Exercise description —
Please copy out each of the rows below character for character, with nothing changed or left out.

Recorded data —
====================

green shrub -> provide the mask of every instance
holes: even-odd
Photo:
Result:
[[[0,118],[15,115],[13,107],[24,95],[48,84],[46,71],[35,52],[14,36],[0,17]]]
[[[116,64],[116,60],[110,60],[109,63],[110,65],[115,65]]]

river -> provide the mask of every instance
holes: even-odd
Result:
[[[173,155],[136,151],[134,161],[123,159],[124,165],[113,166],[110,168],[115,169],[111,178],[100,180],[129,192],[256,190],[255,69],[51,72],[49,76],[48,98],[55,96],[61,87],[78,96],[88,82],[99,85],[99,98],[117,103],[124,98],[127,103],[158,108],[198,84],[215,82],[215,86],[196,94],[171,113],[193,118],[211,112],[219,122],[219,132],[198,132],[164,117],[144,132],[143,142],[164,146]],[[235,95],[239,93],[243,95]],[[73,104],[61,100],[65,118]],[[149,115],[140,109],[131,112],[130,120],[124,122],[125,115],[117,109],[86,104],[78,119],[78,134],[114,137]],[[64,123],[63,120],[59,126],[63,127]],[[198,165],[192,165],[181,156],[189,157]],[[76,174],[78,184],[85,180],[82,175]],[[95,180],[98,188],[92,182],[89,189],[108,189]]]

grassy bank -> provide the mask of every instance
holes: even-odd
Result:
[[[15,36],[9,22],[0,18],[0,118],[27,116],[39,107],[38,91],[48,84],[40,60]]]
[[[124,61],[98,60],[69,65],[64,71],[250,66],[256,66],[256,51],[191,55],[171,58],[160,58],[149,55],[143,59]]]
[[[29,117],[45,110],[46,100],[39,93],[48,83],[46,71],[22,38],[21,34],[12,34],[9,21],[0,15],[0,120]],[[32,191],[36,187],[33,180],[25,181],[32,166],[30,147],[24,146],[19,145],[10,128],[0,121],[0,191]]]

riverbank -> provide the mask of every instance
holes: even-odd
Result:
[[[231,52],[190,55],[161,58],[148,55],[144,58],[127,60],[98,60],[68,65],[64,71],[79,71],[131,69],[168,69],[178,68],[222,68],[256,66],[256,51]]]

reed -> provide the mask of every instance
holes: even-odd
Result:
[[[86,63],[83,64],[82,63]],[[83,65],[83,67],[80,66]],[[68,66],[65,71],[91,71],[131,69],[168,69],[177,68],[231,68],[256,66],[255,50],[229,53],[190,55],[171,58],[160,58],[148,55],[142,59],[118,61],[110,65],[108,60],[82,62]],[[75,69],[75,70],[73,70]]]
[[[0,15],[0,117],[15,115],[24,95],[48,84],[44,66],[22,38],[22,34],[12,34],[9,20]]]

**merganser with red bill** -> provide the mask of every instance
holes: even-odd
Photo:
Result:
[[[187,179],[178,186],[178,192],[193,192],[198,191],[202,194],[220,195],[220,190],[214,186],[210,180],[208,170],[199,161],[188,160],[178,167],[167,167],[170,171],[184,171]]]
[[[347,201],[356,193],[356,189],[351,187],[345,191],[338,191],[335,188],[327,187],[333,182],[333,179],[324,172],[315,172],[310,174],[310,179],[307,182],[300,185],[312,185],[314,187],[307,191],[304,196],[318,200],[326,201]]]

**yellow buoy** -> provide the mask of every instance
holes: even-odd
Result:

====================

Answer below —
green shrub -> provide the mask of every instance
holes: even-odd
Photo:
Result:
[[[0,118],[15,115],[13,107],[24,95],[48,84],[46,71],[35,52],[14,36],[0,17]]]
[[[116,64],[116,60],[110,60],[109,63],[110,65],[115,65]]]

river -> provide the mask of every instance
holes: even-odd
Result:
[[[173,155],[136,151],[134,161],[123,159],[124,165],[113,166],[110,168],[115,169],[111,178],[100,180],[129,192],[256,190],[255,69],[51,72],[49,76],[48,98],[55,96],[61,87],[78,96],[88,82],[99,85],[99,98],[117,103],[124,98],[127,103],[158,108],[198,84],[215,82],[215,86],[196,94],[171,113],[193,118],[211,112],[219,122],[219,132],[198,132],[164,117],[144,132],[143,142],[164,146]],[[235,95],[239,93],[243,95]],[[73,104],[61,100],[65,118]],[[149,115],[140,109],[131,112],[130,120],[124,122],[125,115],[117,109],[86,104],[78,119],[78,134],[114,137]],[[64,123],[63,120],[59,126],[63,127]],[[198,165],[192,165],[181,156],[189,157]],[[76,174],[78,184],[85,180],[82,175]],[[95,180],[98,188],[92,182],[89,189],[108,189]]]

grassy bank -> provide the mask of every instance
holes: even-odd
Result:
[[[15,36],[9,22],[0,18],[0,118],[27,116],[39,107],[38,91],[48,84],[40,60]]]
[[[124,61],[98,60],[69,65],[64,71],[250,66],[256,66],[256,51],[191,55],[171,58],[160,58],[149,55],[143,59]]]
[[[29,117],[45,110],[46,100],[39,93],[48,83],[46,71],[22,38],[21,34],[12,34],[9,21],[0,15],[0,120]],[[32,191],[36,187],[33,180],[25,181],[32,166],[30,147],[24,146],[19,145],[10,128],[0,121],[0,191]]]

riverbank -> provide the mask of every instance
holes: even-odd
Result:
[[[231,52],[190,55],[161,58],[148,55],[144,58],[127,60],[98,60],[68,65],[64,71],[79,71],[131,69],[168,69],[178,68],[222,68],[256,66],[256,51]]]

reed -> provide the mask of every instance
holes: even-odd
Result:
[[[86,63],[83,64],[82,63]],[[83,65],[83,67],[80,66]],[[68,66],[65,71],[91,71],[131,69],[168,69],[177,68],[231,68],[256,66],[255,50],[229,53],[190,55],[171,58],[160,58],[148,55],[142,59],[118,61],[110,65],[108,60],[82,62]],[[75,69],[75,70],[73,70]]]
[[[0,15],[0,117],[15,115],[24,95],[48,84],[44,66],[22,38],[22,34],[12,34],[9,20]]]

**merganser with red bill** -> provide the mask of every instance
holes: even-odd
Photo:
Result:
[[[187,179],[178,186],[178,192],[193,192],[198,191],[202,194],[220,195],[220,190],[214,186],[210,180],[208,170],[199,161],[188,160],[178,167],[167,167],[170,171],[184,171]]]
[[[347,201],[356,193],[356,189],[351,187],[345,191],[338,191],[335,188],[327,187],[333,182],[333,179],[324,172],[315,172],[310,174],[310,179],[307,182],[300,185],[312,185],[314,187],[307,191],[304,196],[318,200],[326,201]]]

**yellow buoy** -> provide the mask of every instance
holes: even-odd
Result:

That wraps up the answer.